**Testo in esame:**

::::::::::

Cristiana Pulcinelli, l’Unità 14/7/2015, 14 luglio 2015
GLI SCIENZIATI: CINQUE ANNI PER AZZERARE IL CONTAGIO
Il 19 luglio a Vancouver si aprirà il meeting della International Aids Society. Nella stessa città nel 1996 si tenne la famosa conferenza internazionale in cui venne presentata per la prima volta la terapia combinata. Un momento storico perché, da allora, l’infezione da Hiv non è più stata una condanna a morte, ma una condizione con cui si può convivere, sia pure a prezzo di una terapia lunga tutta la vita.
A quasi vent’anni da quel momento, qual è la situazione che si trovano oggi ad affrontare gli scienziati che si sono dati appuntamento nella città canadese? La sfida, ricorda un articolo uscito sulla rivista Nature, è enorme: potremmo addirittura pensare alla fine dell’epidemia. Ma bisogna fare in fretta.
L’ottimismo è dovuto al fatto che il trattamento come prevenzione sembra avere successo. Trattare le persone con i farmaci antiretrovirali appena possibile dopo la diagnosi non solo sembra prevenire l’insorgere della malattia, ma impedisce anche la trasmissione del virus ad altre persone e quindi può bloccare l’epidemia. L’Unaids si è basata su questi successi per darsi un obiettivo ambizioso: il 90-90-90. Vuol dire che nel 2020 il 90% delle persone con l’Hiv conosceranno la loro condizione, il 90% delle persone a cui è stata diagnosticata un’infezione da Hiv riceveranno la terapia antiretrovirale e il 90% di quelli in terapia, raggiungeranno la soppressione virale.

::::::::::

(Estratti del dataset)
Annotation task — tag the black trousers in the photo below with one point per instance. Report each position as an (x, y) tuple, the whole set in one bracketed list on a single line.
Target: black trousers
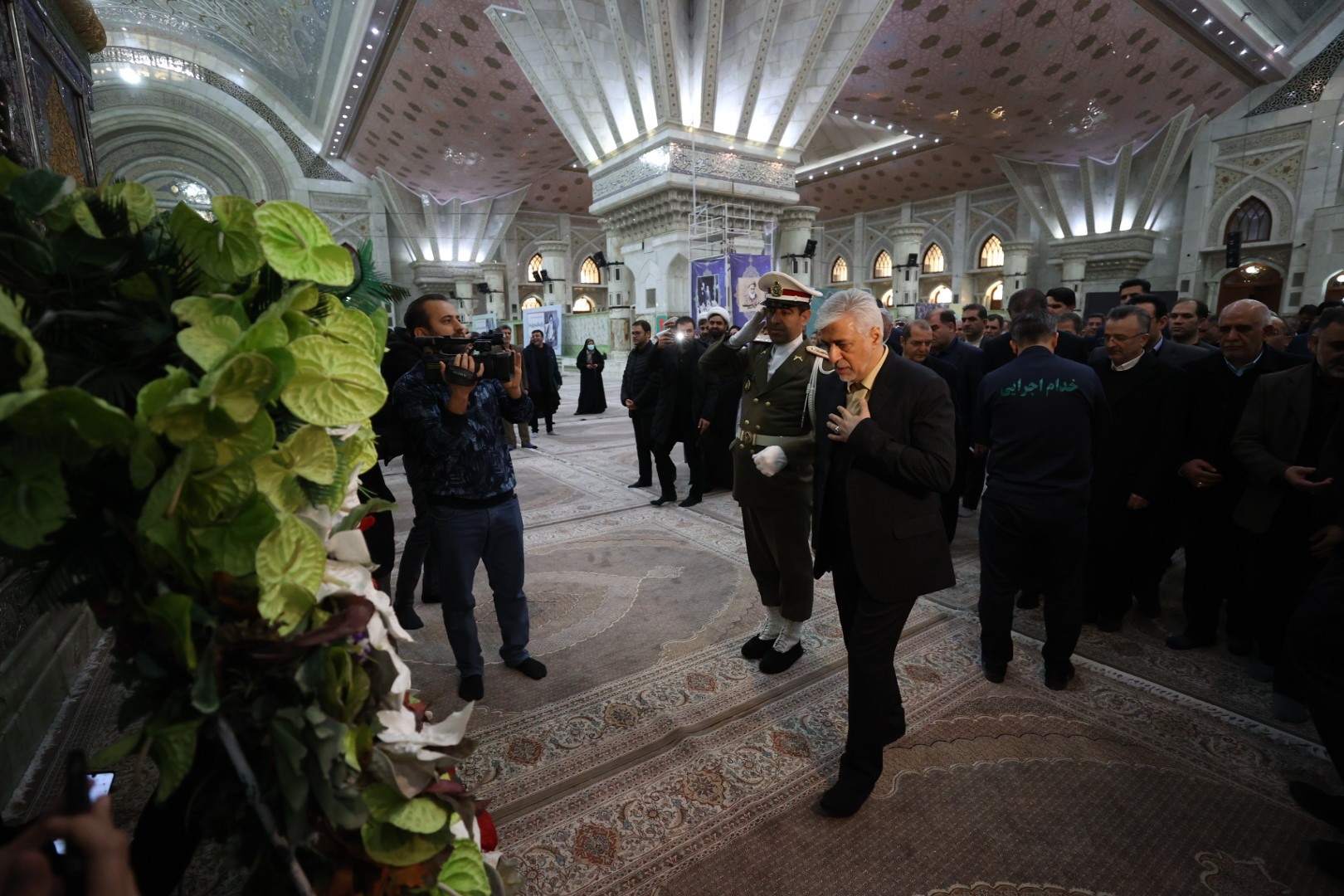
[(1016, 544), (643, 425), (871, 631), (667, 466), (1214, 562), (780, 555), (381, 538), (1313, 638)]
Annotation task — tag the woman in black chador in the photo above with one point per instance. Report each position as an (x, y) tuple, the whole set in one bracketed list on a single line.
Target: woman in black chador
[(592, 395)]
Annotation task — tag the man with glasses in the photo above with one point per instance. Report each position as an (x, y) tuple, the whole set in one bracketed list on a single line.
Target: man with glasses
[(772, 462)]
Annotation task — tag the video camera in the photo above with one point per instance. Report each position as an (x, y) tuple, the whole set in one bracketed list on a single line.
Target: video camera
[(485, 349)]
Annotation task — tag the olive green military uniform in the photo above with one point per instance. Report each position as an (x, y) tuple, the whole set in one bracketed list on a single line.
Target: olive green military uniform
[(776, 509)]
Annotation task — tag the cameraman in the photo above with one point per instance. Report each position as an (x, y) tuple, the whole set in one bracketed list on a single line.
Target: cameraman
[(465, 473)]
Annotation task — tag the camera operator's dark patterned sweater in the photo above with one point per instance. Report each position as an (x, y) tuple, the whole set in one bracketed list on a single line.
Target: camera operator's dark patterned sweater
[(464, 458)]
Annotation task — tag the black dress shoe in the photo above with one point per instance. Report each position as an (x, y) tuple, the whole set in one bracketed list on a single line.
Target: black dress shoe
[(1186, 642), (1058, 677), (776, 661), (845, 798), (1316, 802), (757, 648)]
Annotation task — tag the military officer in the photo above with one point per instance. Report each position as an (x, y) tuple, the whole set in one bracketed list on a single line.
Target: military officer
[(772, 461)]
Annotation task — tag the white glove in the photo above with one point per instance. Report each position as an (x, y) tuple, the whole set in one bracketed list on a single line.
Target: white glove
[(771, 460), (747, 334)]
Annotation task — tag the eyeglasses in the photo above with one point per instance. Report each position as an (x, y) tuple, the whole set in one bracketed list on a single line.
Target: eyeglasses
[(1121, 340)]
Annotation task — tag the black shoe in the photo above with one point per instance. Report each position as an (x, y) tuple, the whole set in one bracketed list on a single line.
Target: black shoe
[(1186, 642), (757, 648), (470, 688), (1328, 857), (409, 618), (1316, 802), (1058, 679), (845, 798), (533, 670), (776, 661), (1148, 609)]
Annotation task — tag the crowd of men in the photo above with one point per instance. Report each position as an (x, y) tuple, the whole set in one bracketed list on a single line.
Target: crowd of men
[(1093, 449)]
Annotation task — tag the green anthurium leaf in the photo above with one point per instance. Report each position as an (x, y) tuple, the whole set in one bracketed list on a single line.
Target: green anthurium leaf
[(311, 453), (27, 353), (231, 544), (299, 246), (199, 309), (37, 192), (217, 494), (392, 845), (277, 484), (173, 748), (139, 202), (117, 750), (73, 423), (254, 438), (147, 455), (156, 395), (222, 253), (34, 501), (290, 568), (464, 871), (355, 328), (241, 386), (334, 384), (208, 342), (169, 614)]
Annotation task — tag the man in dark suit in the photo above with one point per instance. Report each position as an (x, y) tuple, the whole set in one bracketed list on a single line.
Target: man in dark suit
[(1166, 349), (1293, 504), (639, 395), (1043, 419), (917, 345), (1133, 483), (772, 461), (1215, 480), (997, 351), (889, 455), (686, 406)]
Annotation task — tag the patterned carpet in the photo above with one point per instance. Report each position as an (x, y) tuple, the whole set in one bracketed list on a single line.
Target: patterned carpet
[(654, 759)]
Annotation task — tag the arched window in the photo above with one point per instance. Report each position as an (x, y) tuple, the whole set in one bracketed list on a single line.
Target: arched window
[(934, 261), (995, 297), (840, 270), (1253, 219), (882, 265), (992, 253), (589, 271)]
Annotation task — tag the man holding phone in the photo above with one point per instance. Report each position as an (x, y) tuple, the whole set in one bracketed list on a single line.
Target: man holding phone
[(772, 461), (466, 475)]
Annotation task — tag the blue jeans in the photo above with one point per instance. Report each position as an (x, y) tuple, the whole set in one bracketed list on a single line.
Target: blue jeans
[(460, 540)]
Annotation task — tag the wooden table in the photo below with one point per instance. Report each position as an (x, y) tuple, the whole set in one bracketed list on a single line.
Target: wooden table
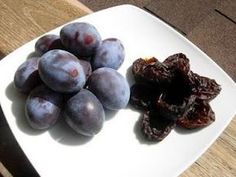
[(20, 22)]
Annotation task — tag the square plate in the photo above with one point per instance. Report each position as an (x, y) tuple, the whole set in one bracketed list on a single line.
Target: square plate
[(118, 150)]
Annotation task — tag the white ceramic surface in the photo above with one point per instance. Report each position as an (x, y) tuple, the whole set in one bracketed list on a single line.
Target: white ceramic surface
[(117, 151)]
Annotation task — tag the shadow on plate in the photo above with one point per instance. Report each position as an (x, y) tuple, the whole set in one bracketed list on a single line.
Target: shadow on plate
[(184, 131), (18, 110), (63, 134)]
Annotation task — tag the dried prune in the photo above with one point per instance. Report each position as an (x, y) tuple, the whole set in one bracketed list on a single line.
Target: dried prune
[(182, 96), (151, 70), (203, 87), (199, 115), (178, 62), (143, 96), (176, 99), (155, 127), (172, 110)]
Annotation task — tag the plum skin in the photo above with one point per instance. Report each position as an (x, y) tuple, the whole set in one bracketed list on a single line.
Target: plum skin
[(110, 87), (61, 71), (43, 107), (26, 76), (84, 113)]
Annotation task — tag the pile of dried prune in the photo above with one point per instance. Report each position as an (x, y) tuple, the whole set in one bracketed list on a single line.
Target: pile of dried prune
[(171, 94), (74, 78)]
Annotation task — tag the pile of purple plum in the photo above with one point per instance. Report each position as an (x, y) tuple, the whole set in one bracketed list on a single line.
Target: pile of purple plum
[(75, 78)]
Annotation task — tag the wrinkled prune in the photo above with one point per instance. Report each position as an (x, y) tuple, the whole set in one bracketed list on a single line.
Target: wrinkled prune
[(178, 62), (203, 87), (155, 127), (182, 96), (151, 70), (199, 115), (143, 96), (172, 110)]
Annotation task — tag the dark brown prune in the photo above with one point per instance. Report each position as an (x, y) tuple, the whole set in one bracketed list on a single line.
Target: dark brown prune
[(155, 127), (178, 62), (176, 99), (151, 70), (203, 87), (140, 64), (173, 110), (200, 115), (143, 96)]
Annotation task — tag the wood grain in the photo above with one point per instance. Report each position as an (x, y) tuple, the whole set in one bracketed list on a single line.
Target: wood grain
[(220, 159)]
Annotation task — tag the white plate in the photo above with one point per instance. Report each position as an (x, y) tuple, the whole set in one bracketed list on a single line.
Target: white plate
[(117, 151)]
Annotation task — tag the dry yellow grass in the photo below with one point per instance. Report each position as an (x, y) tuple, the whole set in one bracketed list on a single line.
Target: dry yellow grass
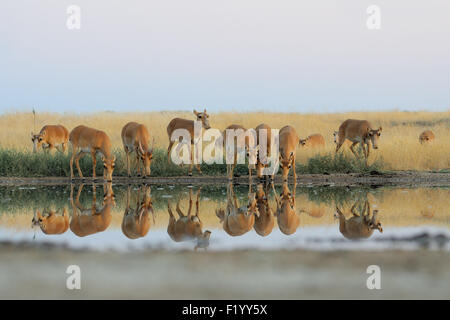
[(399, 144)]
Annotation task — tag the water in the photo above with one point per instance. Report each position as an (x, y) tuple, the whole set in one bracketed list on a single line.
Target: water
[(316, 218)]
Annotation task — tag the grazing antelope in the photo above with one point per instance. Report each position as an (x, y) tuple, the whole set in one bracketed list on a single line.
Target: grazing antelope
[(87, 221), (188, 227), (238, 220), (359, 226), (251, 153), (315, 141), (426, 137), (136, 222), (289, 141), (265, 221), (178, 123), (135, 137), (51, 223), (51, 137), (88, 140), (287, 217), (358, 131)]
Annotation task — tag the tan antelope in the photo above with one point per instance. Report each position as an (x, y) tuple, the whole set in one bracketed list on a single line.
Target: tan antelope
[(51, 137), (358, 131), (265, 221), (426, 137), (240, 136), (289, 141), (314, 141), (359, 226), (135, 138), (51, 223), (87, 221), (178, 123), (287, 217), (238, 220), (188, 227), (136, 222), (88, 140)]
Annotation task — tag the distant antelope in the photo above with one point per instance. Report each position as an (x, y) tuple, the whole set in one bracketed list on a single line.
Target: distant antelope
[(265, 221), (88, 140), (426, 137), (359, 226), (289, 141), (188, 227), (358, 131), (287, 217), (238, 220), (87, 221), (178, 123), (136, 222), (51, 137), (51, 223), (135, 138), (315, 141)]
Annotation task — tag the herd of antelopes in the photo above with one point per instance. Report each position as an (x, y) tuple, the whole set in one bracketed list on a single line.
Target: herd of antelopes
[(136, 138)]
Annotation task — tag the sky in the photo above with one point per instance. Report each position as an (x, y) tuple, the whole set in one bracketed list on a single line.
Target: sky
[(224, 55)]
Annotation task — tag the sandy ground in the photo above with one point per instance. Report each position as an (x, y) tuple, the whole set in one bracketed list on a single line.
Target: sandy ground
[(40, 272)]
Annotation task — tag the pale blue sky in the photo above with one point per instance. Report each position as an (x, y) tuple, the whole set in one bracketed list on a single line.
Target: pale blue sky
[(242, 55)]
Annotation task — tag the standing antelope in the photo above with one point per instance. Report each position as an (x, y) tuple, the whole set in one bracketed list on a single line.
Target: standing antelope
[(359, 226), (88, 140), (287, 217), (52, 223), (87, 221), (135, 137), (189, 226), (136, 222), (238, 220), (358, 131), (289, 141), (426, 137), (178, 123), (51, 137)]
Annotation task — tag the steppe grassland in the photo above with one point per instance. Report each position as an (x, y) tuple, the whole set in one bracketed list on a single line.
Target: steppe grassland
[(398, 147)]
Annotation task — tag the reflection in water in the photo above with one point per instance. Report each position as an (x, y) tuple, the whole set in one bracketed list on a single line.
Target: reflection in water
[(136, 222), (188, 227), (361, 225)]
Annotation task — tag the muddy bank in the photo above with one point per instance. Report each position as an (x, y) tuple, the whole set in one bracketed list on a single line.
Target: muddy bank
[(31, 272), (399, 178)]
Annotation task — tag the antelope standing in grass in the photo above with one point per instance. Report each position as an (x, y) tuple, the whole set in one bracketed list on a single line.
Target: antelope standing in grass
[(136, 222), (287, 217), (88, 140), (178, 123), (289, 141), (87, 221), (265, 221), (358, 131), (51, 137), (240, 137), (426, 137), (238, 220), (188, 227), (51, 223), (359, 226), (135, 138)]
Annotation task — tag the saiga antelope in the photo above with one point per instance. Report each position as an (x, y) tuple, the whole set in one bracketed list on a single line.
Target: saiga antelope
[(238, 220), (51, 137), (135, 138), (88, 140), (358, 131), (187, 227), (136, 222), (178, 123)]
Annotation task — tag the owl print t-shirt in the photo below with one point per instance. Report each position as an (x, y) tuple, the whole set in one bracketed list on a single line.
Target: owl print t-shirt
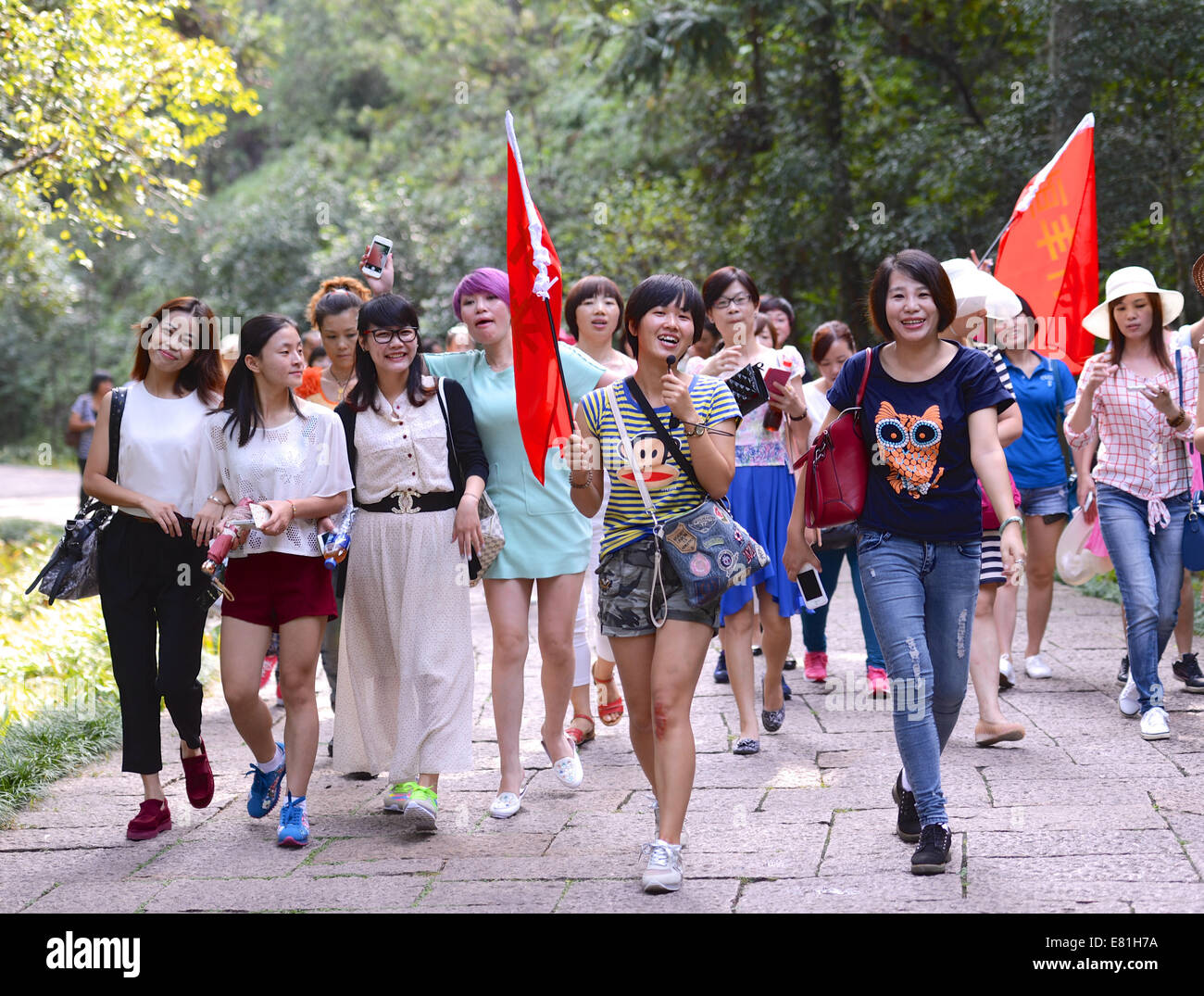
[(922, 481)]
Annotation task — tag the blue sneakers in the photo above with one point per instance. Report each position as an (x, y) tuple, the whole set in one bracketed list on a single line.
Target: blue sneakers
[(294, 830), (265, 790)]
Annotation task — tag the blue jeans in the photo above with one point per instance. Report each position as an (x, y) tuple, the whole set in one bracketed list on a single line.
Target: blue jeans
[(922, 598), (1150, 574), (815, 623)]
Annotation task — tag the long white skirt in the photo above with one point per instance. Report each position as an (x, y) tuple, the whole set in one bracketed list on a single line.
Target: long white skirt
[(405, 659)]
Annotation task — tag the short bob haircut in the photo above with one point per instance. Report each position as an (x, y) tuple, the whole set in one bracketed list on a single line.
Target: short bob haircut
[(717, 284), (658, 292), (204, 372), (919, 266), (389, 311), (582, 292), (486, 280), (827, 335)]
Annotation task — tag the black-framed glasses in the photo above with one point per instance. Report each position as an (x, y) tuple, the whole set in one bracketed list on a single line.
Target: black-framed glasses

::::::::::

**Compito A:**
Secondo l'articolo sull'Hiv, in quale città e in quale anno fu presentata per la prima volta la terapia combinata?
**Compito B:**
Prosegui l'articolo sull'Hiv a partire dalla sua ultima frase.

**Risultato A:**
A Vancouver, nel 1996.

**Risultato B:**
Tuttavia, una commissione creata dalla stessa Unaids insieme alla rivista medica The Lancet, ha calcolato che la finestra di opportunità perché l’obiettivo 90-90-90 possa essere raggiunto è di soli 5 anni.
I membri della commissione fanno notare che il numero delle nuove infezioni sta diminuendo anno dopo anno via via che nuovi pazienti hanno accesso ai farmaci antiretrovirali e che si rafforzano i programmi di prevenzione e le politiche di lotta alla discriminazione. Nel 2013 il numero di nuove infezioni da Hiv è diminuito del 38% rispetto al 2001, giungendo a 2,1 milioni nel mondo. Allo stesso modo, il numero dei morti rimane elevato (1,5 milioni di persone), ma è comunque diminuito del 35% rispetto al 2005.
Tutto questo è avvenuto grazie agli investimenti fatti per l’allargamento dell’accesso alla terapia e per gli interventi di prevenzione. Nel 2013, circa 13 milioni di persone hanno ricevuto il trattamento, un aumento deciso rispetto ai dieci anni precedenti. Se questo trend continuasse, l’obiettivo di sviluppo del millennio fissato nel 2011, ovvero 15 milioni di persone in trattamento entro la fine del 2015, potrebbe addirittura essere superato. Ma – è questo il punto – questo trend continuerà? Oggi ci sono 35 milioni di persone che vivono con l’infezione da Hiv e ognuna di esse prima o poi dovrebbe avere accesso ai farmaci antiretrovirali.
Gli scenari elaborati dalla commissione mostrano che se tra il 2015 e il 2020 non aumenterà il tasso di espansione degli interventi, il numero delle nuove infezioni e delle morti per Aids potrebbe tornare a crescere. Invece, un maggiore investimento nei prossimi cinque anni potrebbe creare le condizioni per fermare l’epidemia nel 2030. Ma servono soldi: si calcola un investimento di circa 36 miliardi di dollari l’anno, quasi il doppio di quanto si spende oggi. Tuttavia, è un investimento che porterà risultati positivi non solo in termini di salute, ma anche per le economie dei Paesi più colpiti.